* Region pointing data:
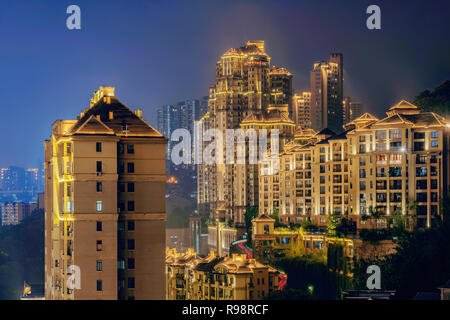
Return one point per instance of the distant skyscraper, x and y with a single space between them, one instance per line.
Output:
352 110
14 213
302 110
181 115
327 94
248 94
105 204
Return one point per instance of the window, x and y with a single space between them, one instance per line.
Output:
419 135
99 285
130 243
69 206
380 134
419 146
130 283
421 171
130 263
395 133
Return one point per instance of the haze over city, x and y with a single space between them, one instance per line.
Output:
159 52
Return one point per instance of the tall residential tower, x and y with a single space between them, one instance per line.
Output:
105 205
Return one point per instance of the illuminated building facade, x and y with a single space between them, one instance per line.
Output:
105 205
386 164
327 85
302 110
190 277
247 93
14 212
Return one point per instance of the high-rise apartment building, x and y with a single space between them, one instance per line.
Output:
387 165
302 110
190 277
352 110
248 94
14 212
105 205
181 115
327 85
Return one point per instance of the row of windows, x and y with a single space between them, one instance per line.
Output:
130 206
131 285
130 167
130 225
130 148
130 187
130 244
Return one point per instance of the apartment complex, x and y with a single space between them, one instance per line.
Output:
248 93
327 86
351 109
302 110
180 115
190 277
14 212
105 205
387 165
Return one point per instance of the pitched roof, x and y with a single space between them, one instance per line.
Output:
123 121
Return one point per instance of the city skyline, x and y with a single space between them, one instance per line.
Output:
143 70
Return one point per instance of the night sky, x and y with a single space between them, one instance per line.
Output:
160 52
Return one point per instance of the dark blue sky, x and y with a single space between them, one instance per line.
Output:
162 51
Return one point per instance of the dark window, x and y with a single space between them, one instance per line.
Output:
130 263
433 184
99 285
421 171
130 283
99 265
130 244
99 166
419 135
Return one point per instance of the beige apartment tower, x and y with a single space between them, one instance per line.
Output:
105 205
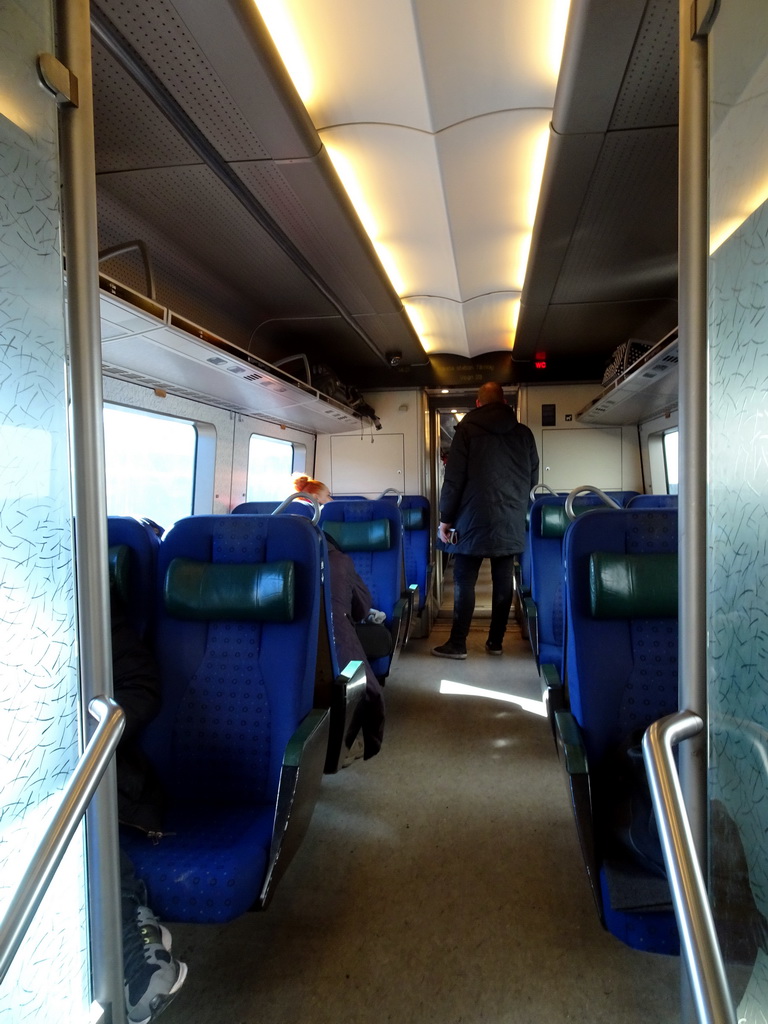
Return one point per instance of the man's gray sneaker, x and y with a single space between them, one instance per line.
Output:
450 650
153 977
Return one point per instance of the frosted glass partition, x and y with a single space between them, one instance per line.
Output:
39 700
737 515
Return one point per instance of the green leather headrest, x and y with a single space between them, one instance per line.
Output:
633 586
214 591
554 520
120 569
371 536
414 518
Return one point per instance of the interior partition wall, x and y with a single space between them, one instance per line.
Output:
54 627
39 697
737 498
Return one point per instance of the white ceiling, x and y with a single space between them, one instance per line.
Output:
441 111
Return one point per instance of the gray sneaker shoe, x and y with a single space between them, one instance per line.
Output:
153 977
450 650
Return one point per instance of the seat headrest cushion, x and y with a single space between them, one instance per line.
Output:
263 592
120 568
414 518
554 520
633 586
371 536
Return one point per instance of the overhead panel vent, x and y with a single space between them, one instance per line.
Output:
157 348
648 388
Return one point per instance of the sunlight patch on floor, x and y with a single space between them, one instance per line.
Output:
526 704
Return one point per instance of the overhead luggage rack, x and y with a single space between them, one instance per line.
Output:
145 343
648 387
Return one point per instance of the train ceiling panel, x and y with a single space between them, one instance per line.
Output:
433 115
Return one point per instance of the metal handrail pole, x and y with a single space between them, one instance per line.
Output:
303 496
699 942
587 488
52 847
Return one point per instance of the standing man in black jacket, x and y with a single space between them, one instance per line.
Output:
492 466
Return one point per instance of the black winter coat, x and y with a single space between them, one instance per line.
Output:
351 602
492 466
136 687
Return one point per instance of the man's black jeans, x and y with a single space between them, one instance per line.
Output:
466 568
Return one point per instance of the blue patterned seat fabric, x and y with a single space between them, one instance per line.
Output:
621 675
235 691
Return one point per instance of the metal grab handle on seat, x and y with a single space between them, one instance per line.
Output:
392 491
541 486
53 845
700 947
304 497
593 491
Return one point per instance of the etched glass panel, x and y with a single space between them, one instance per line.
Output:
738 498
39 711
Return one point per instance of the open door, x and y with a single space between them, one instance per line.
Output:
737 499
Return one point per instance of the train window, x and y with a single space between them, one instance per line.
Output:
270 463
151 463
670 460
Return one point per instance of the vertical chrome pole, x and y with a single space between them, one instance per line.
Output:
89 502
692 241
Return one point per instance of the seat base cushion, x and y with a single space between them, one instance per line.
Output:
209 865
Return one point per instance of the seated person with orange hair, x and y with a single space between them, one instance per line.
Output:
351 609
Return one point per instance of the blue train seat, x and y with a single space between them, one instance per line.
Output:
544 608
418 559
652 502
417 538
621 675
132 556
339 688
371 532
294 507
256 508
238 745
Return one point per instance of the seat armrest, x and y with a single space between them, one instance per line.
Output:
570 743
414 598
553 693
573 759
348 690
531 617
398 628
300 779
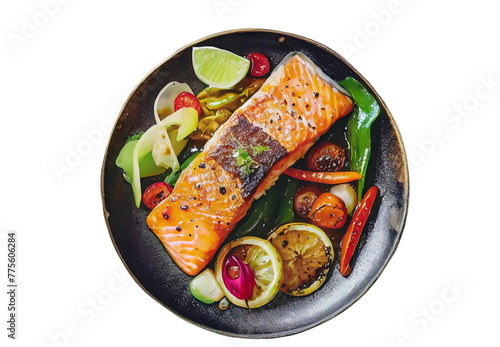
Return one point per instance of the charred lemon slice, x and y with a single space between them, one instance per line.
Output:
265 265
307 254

* ACTIVITY: In your copy of the entries above, keep the text exact and leave out the pictures.

* RESPONSE BOX:
Return one point per instance of the distant skyscraper, x and y with a single space between them, one instance per line.
Output:
352 110
14 213
302 110
181 115
327 94
248 94
105 204
Return one point per instance of the window, x and y with a single space between them, one instance per line.
Output:
419 135
99 285
130 243
69 206
380 134
419 146
130 283
421 171
130 263
395 133
Return one point per instance of the haze over city, x and y with a single space between them, one instance per line.
Output:
159 52
Return one point per instance of the tall residential tower, x and y with a single space between them, one instance per line.
Output:
105 205
Return one point per instance of the illuminated building facade, x and y with a single space between them, one instance per line.
Output:
105 205
386 164
327 85
302 110
190 277
247 93
14 212
Return one point per instance of the high-rise apartment building, x and y with a single space between them, one instance per line.
Output:
387 165
302 110
190 277
352 110
248 94
14 212
105 205
181 115
327 85
Return one point per instance of the row of windows, x and y with a single space between them, one instance per line.
Output:
130 206
131 285
130 167
130 225
130 148
130 187
130 244
Return one point per instance of the apartment complex, x and y with a single space between them, one instance per line.
Output:
248 93
327 86
351 109
302 110
180 115
190 277
14 212
105 205
387 165
Return one point per instance of the pitched roof, x and y with a single space between them, one instance per line.
Output:
123 121
Return one point per instance of the city skyline, x and y with a single space between them, one instance per line.
Output:
143 70
Return one point per instance of the night sky, x and y with a single space between them, one instance per line.
Output:
160 52
Return one point per instance of the dark blue sky, x and y with a single space between them, one instance per line.
Output:
162 51
Return one point per instance of the dark window, x and y with a single space between them, one instance per line.
Output:
130 263
433 184
99 285
421 171
130 283
99 265
130 244
99 166
419 135
Return one point per instance of the beige apartment tower, x and y with a single space between them, one instance per line.
Output:
105 205
Return one point per instance of the man's gray sneaker, x and y with a single space between them, one instance per line.
Output:
450 650
153 977
Return one point per instance of the frosted glass partition, x and y with a single space between them, one instance per line.
Output:
39 700
737 515
Return one point per instance of the green leather headrest, x and y with a single space between them, one instance per line.
Output:
633 586
214 591
554 520
120 569
371 536
414 518
Return one point per instance of the interior partition wall, x and y with a single space between them, one instance per line.
Output:
54 627
39 697
737 498
Return one point per instance of the white ceiling, x and y with a single space between them, one instance per line.
Output:
441 111
Return one point per instance of the gray sneaker shoe, x and y with a single space between them, one instance per line.
Output:
153 977
450 650
Return one point per instance of the seat headrest cushion, x and y with a single space between them, one instance per line.
Output:
263 592
120 568
414 518
554 520
633 586
371 536
Return one point per instance of the overhead panel vent, x and y with a single space between them, one instance per line.
Output:
157 348
648 388
Return one point per instance of the sunlight patch on floor, x and y with a single space between them, one instance per line.
Output:
526 704
Return one point per instance of the overhead luggage rack, x and y with a single space between them, one instance per line.
Output:
145 343
648 387
Return one point per instance of the train ceiling panel, x and y with a single space between them, one instance per line.
Output:
433 115
Return one point per instance of the metal handrail pole, x and y with a single space between them, one instance per line.
Output:
303 496
699 942
587 488
52 847
Return one point per instance of the standing man in black jacket, x and y with a single space between them, one instance per line.
Output:
492 466
Return one point per instance of the black winter coat, x and y with a single space between them, one instance per line.
Output:
351 602
492 466
136 687
Return one point per instance of the man's black jeans, x and y with a single space between them, one instance per line.
Output:
466 568
Return one point per instance of the blue patterned seat fabric, x and y with a single space between them, one instance per line.
Output:
621 675
235 691
Return one point per instance of the metal grab handle on seat, x and y with a single space between them, one instance per line.
Output:
392 491
541 486
53 845
700 947
304 497
593 491
Return one point per instance of the etched glass panel, x and y with a single space between them, one instance per line.
Output:
738 498
39 711
Return one point per instance of the open door, x and y with a single space between them, one instance per line.
Output:
737 499
Return one point per instance of the train window, x and y with a single space between them, one instance per line.
Output:
270 463
151 463
670 460
Return one point per instance of the vertical chrome pole, x and y with a single space between them, one instance per line.
Output:
89 502
692 241
Return one point per instance of the seat base cushion, x and y with a single space between them, one instance per line.
Output:
209 865
Return one point per instance of the seated person with orange hair, x and y with a single space between them, one instance per line.
Output:
351 609
Return one point per instance of the blue train seat, x and y with a single space between them, one instance per line.
Output:
544 608
418 559
652 502
417 538
621 675
132 556
339 688
371 532
294 507
256 508
238 745
Return one point per instance of the seat armrest, x and y with a single space between them, one instance per line.
Output:
570 743
414 598
553 693
573 759
348 690
531 617
398 628
300 779
Return one point per instance of the charred lemon slice, x and y with a single space between them, one instance per line.
Output:
265 265
307 254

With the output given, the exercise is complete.